* **YOUR TASK**:
Update the material from its first line through the line with "pixel 24 258", both included, replacing "earns a single pin" with "gets exactly one pin" wherever it occurs and keeping everything else unchanged. Leave the pictures out of your answer.

* **THE INPUT**:
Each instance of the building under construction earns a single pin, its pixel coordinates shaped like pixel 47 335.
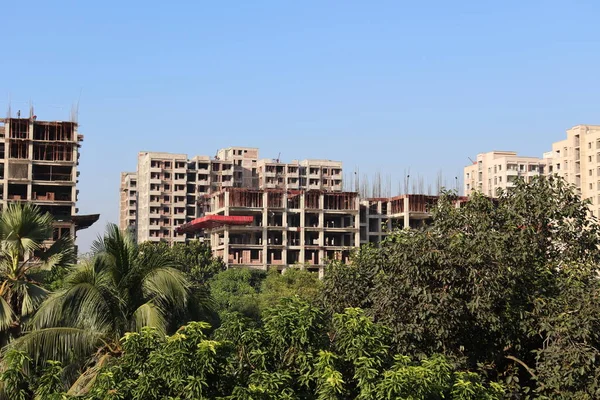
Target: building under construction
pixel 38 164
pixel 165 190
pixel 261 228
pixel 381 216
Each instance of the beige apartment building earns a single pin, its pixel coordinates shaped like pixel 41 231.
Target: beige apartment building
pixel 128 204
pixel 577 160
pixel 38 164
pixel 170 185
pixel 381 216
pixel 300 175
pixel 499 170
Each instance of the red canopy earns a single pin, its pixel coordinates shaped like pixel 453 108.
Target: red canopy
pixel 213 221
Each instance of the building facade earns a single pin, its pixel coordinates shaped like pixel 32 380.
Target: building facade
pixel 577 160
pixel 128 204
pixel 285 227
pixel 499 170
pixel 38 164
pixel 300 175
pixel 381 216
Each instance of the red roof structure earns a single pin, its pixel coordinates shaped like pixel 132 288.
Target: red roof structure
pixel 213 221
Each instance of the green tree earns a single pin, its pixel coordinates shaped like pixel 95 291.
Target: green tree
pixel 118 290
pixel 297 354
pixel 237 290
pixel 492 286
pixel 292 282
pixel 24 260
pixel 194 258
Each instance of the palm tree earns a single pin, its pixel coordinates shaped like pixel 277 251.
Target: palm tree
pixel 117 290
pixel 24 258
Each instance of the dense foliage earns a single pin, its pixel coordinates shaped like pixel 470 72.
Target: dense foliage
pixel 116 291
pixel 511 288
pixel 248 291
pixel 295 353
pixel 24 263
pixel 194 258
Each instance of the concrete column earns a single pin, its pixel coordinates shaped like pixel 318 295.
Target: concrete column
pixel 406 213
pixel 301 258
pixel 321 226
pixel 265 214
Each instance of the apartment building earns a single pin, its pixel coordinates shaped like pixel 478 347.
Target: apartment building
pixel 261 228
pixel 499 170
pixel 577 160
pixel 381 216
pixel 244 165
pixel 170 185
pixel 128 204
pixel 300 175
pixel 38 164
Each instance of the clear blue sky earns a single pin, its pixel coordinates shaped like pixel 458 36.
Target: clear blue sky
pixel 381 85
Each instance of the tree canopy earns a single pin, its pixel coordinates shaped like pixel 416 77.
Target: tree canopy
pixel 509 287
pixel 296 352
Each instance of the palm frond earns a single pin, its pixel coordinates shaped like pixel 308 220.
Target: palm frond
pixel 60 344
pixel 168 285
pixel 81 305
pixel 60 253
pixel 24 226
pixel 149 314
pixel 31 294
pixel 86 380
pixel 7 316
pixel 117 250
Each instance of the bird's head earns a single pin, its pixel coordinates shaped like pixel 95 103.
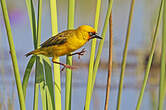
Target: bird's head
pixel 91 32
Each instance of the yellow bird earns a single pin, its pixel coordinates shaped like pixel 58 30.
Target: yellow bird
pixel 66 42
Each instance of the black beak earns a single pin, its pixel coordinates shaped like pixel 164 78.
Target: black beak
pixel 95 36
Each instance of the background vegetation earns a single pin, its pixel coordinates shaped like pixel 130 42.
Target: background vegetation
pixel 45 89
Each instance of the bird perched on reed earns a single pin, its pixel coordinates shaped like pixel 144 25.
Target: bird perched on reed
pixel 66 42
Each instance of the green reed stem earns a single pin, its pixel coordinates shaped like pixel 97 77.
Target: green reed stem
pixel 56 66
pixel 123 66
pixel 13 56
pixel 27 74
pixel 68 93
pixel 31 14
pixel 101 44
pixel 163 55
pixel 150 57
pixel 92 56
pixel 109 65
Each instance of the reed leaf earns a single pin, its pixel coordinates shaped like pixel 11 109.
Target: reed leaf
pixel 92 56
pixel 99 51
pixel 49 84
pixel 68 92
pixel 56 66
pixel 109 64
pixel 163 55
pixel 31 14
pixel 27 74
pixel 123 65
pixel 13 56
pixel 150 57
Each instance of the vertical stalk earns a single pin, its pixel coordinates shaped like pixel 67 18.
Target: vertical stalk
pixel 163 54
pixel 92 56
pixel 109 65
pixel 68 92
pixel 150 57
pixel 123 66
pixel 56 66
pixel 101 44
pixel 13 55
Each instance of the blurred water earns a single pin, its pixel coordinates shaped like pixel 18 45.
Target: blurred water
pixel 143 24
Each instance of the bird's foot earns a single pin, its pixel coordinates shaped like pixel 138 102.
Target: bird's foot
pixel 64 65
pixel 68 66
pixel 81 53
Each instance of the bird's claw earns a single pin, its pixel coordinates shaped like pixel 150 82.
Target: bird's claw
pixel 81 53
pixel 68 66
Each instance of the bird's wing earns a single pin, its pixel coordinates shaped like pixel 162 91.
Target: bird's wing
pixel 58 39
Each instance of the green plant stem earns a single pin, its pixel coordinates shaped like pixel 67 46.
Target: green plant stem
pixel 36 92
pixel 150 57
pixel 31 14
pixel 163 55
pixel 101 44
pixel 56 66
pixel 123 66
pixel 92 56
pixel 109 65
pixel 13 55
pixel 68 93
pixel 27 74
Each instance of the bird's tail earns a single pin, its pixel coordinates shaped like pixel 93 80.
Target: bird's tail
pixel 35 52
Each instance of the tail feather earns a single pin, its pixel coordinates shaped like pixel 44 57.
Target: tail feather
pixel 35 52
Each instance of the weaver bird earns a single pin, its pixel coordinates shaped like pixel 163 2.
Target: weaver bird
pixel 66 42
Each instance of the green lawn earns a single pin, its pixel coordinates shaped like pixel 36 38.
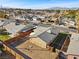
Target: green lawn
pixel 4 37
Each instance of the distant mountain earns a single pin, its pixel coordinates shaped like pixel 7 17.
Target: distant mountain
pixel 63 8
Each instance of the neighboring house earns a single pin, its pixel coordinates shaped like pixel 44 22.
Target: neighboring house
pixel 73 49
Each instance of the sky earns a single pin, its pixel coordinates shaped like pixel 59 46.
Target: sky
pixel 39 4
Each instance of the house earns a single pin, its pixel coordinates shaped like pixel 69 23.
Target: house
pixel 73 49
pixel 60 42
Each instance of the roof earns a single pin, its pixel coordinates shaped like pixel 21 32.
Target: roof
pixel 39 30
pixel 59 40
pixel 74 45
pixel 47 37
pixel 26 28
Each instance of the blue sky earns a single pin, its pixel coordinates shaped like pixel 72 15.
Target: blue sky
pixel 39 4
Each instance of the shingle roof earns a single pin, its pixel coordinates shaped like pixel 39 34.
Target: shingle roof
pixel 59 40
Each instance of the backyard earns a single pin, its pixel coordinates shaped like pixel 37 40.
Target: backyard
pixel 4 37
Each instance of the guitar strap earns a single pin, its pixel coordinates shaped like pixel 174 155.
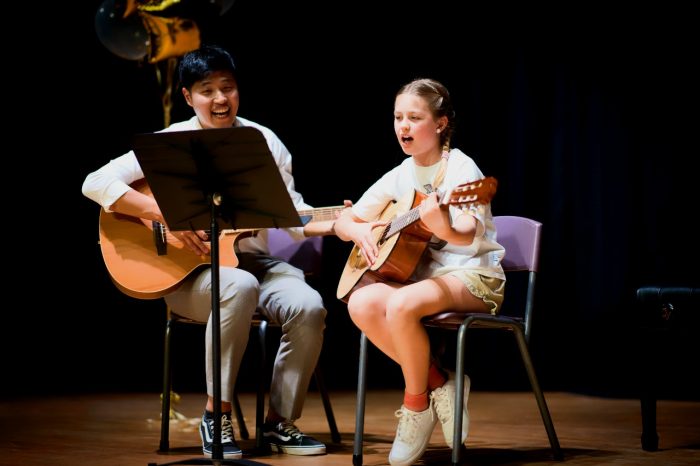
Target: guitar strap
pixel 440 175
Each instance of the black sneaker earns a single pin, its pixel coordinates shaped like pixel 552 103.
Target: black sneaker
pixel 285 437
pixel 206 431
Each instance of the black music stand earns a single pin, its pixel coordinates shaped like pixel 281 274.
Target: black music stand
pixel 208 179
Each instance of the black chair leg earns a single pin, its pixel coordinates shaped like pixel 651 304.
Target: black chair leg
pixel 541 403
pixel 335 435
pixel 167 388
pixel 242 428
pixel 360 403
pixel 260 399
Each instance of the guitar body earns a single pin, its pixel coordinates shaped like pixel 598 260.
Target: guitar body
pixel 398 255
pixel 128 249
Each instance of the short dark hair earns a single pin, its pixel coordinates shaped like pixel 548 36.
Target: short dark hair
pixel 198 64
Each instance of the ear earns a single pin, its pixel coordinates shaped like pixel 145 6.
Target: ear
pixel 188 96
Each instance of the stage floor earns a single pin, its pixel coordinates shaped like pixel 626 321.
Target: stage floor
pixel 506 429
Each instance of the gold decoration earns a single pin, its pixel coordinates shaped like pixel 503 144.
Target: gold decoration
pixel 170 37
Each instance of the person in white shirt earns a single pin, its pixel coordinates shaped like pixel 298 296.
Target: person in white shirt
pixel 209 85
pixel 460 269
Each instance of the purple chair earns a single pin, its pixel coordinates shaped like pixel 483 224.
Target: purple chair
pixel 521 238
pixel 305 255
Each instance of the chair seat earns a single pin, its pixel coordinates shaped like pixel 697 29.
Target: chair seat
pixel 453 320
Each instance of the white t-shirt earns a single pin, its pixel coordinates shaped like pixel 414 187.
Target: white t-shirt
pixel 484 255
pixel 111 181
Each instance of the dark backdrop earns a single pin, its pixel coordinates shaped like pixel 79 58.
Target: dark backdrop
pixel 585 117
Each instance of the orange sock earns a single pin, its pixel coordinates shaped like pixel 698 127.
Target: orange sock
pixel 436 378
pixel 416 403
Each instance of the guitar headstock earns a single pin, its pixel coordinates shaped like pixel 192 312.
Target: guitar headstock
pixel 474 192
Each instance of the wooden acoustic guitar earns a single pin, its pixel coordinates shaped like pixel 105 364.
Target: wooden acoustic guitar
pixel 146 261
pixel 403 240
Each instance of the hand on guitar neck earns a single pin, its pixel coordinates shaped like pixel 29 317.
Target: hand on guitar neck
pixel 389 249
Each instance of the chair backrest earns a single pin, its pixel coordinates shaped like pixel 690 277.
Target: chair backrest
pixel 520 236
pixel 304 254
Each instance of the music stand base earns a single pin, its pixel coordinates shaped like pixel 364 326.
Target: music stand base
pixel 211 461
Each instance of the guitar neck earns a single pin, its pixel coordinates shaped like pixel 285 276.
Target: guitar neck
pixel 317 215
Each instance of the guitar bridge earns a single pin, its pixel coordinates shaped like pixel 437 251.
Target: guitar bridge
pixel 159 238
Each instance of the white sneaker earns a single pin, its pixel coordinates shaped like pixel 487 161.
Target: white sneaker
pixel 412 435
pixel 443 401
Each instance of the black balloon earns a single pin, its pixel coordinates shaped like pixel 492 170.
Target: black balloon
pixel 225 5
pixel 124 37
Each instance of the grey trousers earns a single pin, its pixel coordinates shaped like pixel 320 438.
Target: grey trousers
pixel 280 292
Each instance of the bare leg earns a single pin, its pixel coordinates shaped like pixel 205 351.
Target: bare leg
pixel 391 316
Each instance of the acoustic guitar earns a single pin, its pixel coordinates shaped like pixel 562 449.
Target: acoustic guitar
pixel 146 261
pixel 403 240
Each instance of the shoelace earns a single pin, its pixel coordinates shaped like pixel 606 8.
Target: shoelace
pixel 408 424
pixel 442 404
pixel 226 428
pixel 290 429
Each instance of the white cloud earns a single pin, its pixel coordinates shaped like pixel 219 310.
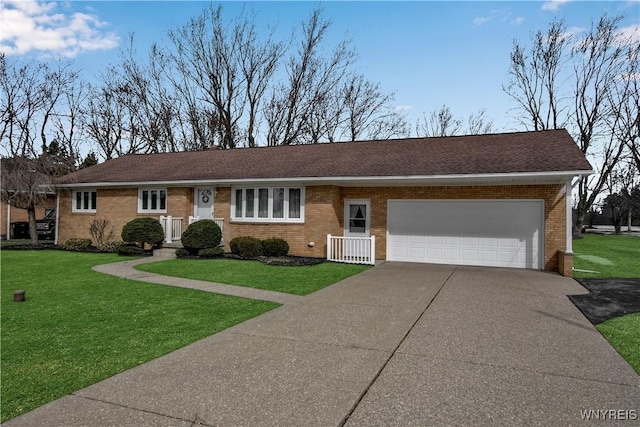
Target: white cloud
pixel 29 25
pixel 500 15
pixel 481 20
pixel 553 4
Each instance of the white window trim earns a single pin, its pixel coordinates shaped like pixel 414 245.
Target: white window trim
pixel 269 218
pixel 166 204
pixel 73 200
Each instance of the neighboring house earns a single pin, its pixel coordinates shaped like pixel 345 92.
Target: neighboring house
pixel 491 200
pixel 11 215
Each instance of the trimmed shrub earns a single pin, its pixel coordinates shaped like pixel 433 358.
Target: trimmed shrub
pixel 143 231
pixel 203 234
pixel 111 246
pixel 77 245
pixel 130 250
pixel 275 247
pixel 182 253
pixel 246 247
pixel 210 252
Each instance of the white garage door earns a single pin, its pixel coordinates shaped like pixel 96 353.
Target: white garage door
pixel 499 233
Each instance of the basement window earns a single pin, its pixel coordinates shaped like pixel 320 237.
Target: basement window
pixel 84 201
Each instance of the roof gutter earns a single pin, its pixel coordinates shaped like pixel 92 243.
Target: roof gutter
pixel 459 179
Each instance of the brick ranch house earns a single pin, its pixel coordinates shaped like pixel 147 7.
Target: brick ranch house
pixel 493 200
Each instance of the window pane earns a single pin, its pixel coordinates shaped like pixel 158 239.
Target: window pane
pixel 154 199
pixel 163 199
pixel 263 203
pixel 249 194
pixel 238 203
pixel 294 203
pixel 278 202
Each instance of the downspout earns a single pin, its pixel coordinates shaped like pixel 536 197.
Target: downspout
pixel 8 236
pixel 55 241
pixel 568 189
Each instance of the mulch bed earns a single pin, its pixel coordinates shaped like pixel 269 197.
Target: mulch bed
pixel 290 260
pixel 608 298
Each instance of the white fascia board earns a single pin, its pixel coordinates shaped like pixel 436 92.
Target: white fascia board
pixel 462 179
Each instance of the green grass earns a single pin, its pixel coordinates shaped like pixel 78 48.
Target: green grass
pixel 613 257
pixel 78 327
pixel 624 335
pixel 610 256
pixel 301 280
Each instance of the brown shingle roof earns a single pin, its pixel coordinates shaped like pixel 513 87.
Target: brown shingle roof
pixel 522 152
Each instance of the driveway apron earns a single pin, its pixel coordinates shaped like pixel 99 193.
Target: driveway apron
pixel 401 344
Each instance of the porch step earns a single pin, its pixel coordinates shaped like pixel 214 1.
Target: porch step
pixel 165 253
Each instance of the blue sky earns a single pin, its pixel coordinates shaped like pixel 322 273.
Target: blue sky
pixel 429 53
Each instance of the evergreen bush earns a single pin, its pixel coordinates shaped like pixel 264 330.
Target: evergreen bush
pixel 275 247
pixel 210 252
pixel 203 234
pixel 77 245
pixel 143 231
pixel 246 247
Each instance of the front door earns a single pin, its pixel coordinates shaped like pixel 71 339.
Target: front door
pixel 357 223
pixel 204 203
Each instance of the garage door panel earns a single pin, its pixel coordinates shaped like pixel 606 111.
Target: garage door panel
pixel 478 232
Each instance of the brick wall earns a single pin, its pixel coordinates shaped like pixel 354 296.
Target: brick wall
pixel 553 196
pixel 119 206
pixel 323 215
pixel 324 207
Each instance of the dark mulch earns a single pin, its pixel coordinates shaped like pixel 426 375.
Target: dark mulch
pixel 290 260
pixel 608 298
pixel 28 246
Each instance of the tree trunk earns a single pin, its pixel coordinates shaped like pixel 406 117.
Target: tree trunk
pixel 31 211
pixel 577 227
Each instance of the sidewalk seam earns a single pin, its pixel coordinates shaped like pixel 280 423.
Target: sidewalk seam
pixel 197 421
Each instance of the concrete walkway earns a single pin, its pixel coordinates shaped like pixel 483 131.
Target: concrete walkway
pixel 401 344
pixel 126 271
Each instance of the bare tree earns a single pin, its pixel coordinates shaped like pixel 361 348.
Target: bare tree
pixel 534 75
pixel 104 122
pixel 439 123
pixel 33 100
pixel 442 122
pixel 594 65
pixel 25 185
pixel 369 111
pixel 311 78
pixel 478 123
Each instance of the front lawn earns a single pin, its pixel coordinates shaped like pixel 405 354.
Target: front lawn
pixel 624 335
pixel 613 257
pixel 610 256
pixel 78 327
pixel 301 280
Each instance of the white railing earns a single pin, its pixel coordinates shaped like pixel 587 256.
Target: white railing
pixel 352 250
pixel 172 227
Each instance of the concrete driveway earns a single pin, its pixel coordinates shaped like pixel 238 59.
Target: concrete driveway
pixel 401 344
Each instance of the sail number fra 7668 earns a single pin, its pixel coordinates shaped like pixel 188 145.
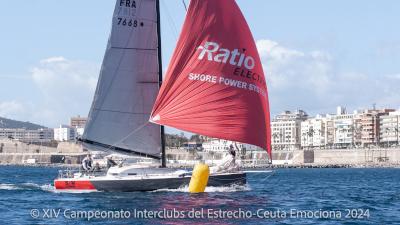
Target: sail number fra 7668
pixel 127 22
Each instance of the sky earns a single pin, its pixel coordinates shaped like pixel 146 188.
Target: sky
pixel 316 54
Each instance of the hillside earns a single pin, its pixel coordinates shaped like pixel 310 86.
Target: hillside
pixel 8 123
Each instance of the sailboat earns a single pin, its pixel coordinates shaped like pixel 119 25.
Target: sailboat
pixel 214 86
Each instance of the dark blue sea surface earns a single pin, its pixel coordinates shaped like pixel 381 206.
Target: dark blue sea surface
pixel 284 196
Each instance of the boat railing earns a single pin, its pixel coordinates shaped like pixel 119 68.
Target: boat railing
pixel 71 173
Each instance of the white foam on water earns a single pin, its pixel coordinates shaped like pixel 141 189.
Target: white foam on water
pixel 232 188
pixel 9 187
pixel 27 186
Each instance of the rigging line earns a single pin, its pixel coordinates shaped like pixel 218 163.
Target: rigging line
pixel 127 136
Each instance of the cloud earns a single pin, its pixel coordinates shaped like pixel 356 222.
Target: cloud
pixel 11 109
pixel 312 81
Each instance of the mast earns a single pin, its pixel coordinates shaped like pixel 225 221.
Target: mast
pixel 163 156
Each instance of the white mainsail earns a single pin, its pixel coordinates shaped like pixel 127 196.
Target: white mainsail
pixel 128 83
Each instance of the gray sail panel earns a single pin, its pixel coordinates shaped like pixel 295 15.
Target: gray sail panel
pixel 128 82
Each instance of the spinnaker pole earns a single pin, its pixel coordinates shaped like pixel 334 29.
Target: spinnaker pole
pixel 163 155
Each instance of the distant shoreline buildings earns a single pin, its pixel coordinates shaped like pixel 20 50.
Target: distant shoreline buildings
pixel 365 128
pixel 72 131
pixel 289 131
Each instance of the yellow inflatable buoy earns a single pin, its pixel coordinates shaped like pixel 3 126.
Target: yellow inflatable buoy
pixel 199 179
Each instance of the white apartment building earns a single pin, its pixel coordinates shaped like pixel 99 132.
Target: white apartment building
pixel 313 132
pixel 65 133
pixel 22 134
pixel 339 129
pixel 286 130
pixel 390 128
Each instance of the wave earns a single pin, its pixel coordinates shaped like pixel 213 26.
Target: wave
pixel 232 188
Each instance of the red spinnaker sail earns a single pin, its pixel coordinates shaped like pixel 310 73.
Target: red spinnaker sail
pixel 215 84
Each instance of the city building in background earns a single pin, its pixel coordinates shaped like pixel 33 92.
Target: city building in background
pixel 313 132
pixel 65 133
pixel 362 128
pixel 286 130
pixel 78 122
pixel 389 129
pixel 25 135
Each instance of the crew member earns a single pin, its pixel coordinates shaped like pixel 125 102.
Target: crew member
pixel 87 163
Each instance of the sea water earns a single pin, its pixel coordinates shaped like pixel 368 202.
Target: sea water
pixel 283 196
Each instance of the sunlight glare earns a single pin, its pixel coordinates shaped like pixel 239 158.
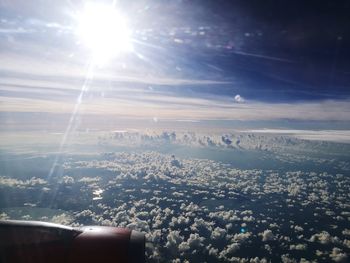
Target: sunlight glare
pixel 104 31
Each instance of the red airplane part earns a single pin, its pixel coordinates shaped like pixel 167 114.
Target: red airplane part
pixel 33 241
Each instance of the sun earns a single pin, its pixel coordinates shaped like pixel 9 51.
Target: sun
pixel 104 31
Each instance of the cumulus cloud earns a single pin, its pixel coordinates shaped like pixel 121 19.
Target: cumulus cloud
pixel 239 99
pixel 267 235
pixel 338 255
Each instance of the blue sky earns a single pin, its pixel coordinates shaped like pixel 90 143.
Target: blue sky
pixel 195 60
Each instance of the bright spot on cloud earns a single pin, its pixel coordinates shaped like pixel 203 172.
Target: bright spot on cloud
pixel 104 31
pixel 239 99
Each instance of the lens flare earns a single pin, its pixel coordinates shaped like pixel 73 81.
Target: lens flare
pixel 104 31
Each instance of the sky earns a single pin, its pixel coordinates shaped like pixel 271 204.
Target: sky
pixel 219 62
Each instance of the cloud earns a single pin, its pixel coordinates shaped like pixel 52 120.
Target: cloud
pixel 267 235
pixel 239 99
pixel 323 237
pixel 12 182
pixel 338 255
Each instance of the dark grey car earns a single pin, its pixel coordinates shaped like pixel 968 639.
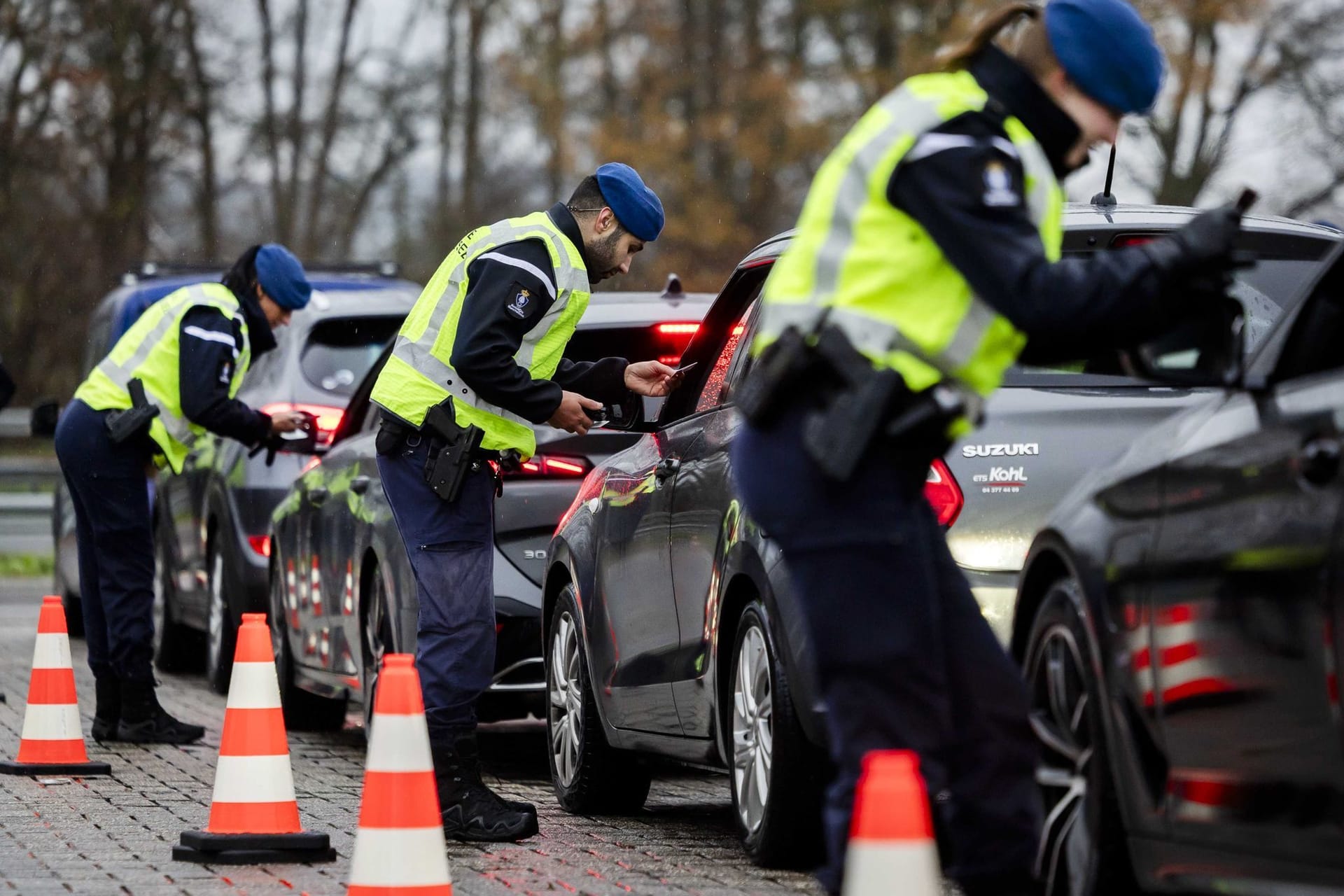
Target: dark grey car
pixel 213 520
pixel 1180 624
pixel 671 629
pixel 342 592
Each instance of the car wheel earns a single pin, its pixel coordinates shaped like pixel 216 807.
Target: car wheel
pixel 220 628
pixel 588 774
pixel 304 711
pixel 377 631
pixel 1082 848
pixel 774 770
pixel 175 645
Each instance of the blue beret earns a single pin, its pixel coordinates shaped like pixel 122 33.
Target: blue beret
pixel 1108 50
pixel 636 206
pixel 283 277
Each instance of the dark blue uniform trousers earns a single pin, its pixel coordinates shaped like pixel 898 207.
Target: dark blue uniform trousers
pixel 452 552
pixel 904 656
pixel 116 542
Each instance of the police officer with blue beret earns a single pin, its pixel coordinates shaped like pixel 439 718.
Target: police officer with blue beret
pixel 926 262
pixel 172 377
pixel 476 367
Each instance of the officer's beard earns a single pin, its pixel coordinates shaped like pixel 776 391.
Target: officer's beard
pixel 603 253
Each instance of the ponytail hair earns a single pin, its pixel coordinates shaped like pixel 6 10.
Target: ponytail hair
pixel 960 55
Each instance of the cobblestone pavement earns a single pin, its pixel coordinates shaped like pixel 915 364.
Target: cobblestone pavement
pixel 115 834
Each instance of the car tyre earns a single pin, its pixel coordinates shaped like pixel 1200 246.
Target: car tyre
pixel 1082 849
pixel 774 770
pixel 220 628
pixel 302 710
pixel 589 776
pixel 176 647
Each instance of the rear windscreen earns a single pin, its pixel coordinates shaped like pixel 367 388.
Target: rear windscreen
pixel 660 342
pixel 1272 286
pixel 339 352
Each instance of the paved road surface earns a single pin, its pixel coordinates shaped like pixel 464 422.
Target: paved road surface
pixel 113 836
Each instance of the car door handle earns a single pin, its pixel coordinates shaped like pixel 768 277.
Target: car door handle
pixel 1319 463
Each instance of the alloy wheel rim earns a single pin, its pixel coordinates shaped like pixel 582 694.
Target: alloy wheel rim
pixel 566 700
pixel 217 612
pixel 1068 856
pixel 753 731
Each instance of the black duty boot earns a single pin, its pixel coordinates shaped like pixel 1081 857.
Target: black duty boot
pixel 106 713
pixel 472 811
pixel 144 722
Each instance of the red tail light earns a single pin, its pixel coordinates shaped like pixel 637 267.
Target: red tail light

* **CORRECT RESULT**:
Each instance of the building under construction gets exactly one pin, its pixel coordinates shaped like pixel 47 335.
Target: building under construction
pixel 38 164
pixel 165 190
pixel 261 228
pixel 381 216
Each instance of the beige apartment building gets exactly one pin, its pixel coordinates shaped like pixel 41 231.
Target: beige apartment building
pixel 128 204
pixel 577 160
pixel 38 164
pixel 170 185
pixel 381 216
pixel 300 175
pixel 499 170
Each instance of the red canopy gets exactly one pin, its pixel coordinates shaped like pixel 453 108.
Target: red canopy
pixel 213 221
Each instance of the building facade gets exactly one pin, its pixel coordinates shaped like pixel 32 380.
Target: building facade
pixel 577 160
pixel 128 204
pixel 285 227
pixel 499 170
pixel 38 164
pixel 300 175
pixel 381 216
Each instance of the red roof structure gets exactly one pin, its pixel coordinates shaped like pixel 132 288.
Target: red roof structure
pixel 213 221
Each instance of the green tree gets exactly one pin, its pixel coordinates shaped like pixel 95 291.
Target: green tree
pixel 118 290
pixel 297 354
pixel 237 290
pixel 492 286
pixel 292 282
pixel 24 260
pixel 194 258
Each instance of the palm tree gets exactly one pin, its pixel coordinates shaped like pixel 277 251.
Target: palm tree
pixel 117 290
pixel 24 258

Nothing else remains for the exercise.